INPUT FOR THIS TASK:
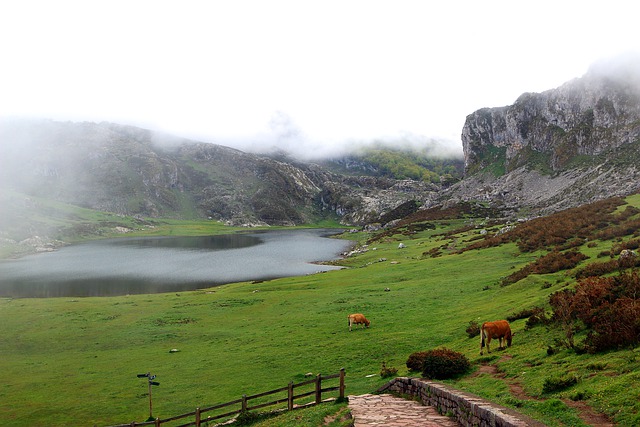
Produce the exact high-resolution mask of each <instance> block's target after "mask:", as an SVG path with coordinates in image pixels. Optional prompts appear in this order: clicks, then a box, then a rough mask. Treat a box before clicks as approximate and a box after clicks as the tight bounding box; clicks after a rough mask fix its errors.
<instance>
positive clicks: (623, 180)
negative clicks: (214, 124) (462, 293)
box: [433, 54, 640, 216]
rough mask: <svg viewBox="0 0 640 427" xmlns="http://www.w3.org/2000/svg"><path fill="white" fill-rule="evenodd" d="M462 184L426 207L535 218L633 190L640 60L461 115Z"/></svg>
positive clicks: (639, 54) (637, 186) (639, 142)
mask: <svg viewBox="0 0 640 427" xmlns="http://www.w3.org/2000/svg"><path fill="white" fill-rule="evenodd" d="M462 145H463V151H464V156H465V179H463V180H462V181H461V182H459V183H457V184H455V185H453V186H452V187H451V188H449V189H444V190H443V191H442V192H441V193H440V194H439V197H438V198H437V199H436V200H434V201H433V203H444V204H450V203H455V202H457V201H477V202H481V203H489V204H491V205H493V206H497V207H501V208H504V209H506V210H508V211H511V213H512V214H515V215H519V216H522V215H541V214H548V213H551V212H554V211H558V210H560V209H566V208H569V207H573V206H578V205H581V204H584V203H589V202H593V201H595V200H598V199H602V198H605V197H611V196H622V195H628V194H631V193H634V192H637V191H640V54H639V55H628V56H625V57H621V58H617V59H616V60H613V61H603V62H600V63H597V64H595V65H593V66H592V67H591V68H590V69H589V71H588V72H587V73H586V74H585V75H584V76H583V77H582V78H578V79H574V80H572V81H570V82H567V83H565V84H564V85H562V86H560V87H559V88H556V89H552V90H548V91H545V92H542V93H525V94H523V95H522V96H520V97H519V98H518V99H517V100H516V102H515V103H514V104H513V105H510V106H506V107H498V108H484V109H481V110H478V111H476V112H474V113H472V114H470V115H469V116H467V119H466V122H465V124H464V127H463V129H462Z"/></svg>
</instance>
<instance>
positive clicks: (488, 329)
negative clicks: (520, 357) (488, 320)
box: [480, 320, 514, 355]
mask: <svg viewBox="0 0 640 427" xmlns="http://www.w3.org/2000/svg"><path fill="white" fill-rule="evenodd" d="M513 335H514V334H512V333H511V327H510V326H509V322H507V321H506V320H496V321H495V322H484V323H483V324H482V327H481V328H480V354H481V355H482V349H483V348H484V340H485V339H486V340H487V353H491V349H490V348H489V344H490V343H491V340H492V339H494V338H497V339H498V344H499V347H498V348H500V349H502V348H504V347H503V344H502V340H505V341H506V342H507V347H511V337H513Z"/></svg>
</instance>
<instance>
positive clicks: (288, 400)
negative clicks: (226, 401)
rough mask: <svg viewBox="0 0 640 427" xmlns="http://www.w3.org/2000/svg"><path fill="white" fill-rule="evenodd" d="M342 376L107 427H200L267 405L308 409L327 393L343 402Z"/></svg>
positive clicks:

--

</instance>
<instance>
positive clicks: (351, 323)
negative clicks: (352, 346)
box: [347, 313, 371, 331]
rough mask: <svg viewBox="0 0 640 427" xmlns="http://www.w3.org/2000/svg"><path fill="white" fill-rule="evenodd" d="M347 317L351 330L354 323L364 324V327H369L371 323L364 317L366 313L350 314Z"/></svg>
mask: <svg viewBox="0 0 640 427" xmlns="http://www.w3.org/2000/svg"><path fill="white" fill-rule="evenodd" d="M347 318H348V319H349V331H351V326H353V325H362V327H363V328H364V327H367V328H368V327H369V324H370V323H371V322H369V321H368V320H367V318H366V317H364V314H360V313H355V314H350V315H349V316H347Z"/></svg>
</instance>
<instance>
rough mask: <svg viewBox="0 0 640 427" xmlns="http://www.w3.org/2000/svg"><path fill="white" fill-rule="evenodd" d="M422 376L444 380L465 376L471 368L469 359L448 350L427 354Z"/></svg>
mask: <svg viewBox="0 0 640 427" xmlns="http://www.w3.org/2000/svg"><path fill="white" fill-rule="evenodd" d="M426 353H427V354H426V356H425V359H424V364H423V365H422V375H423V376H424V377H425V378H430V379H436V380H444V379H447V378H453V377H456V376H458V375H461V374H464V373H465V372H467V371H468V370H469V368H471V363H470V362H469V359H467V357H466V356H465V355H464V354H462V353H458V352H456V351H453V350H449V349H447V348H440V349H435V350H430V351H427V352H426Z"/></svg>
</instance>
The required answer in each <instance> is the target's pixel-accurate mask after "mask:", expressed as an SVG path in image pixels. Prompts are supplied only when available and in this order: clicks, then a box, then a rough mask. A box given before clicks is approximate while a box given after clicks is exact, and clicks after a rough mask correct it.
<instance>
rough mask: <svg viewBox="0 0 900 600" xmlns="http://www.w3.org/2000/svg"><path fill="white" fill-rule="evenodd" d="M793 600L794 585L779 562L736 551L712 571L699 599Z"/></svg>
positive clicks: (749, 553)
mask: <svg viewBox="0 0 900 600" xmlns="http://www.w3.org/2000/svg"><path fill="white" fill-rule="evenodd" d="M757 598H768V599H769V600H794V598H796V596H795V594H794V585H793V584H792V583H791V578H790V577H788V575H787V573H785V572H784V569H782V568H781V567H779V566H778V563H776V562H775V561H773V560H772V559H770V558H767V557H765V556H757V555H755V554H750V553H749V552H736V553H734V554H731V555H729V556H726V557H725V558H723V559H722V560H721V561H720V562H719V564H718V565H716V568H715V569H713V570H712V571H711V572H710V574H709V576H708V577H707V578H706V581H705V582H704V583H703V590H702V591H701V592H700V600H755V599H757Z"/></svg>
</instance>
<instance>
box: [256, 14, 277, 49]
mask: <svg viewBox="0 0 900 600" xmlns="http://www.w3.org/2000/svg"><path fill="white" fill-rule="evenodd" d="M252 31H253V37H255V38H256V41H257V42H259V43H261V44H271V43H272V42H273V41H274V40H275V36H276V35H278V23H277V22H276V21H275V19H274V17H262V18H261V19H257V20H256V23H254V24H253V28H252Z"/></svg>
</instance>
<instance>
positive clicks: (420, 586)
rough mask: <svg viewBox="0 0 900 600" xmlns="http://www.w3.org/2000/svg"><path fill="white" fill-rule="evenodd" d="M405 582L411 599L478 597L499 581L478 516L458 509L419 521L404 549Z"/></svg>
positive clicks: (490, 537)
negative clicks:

TASK DIRECTIONS:
Where does "negative" appear in the listing? Show every line that has it.

TASK SOLUTION:
negative clicks: (214, 124) (462, 293)
negative clicks: (520, 357) (488, 320)
negative clicks: (226, 401)
negative clicks: (352, 346)
negative clicks:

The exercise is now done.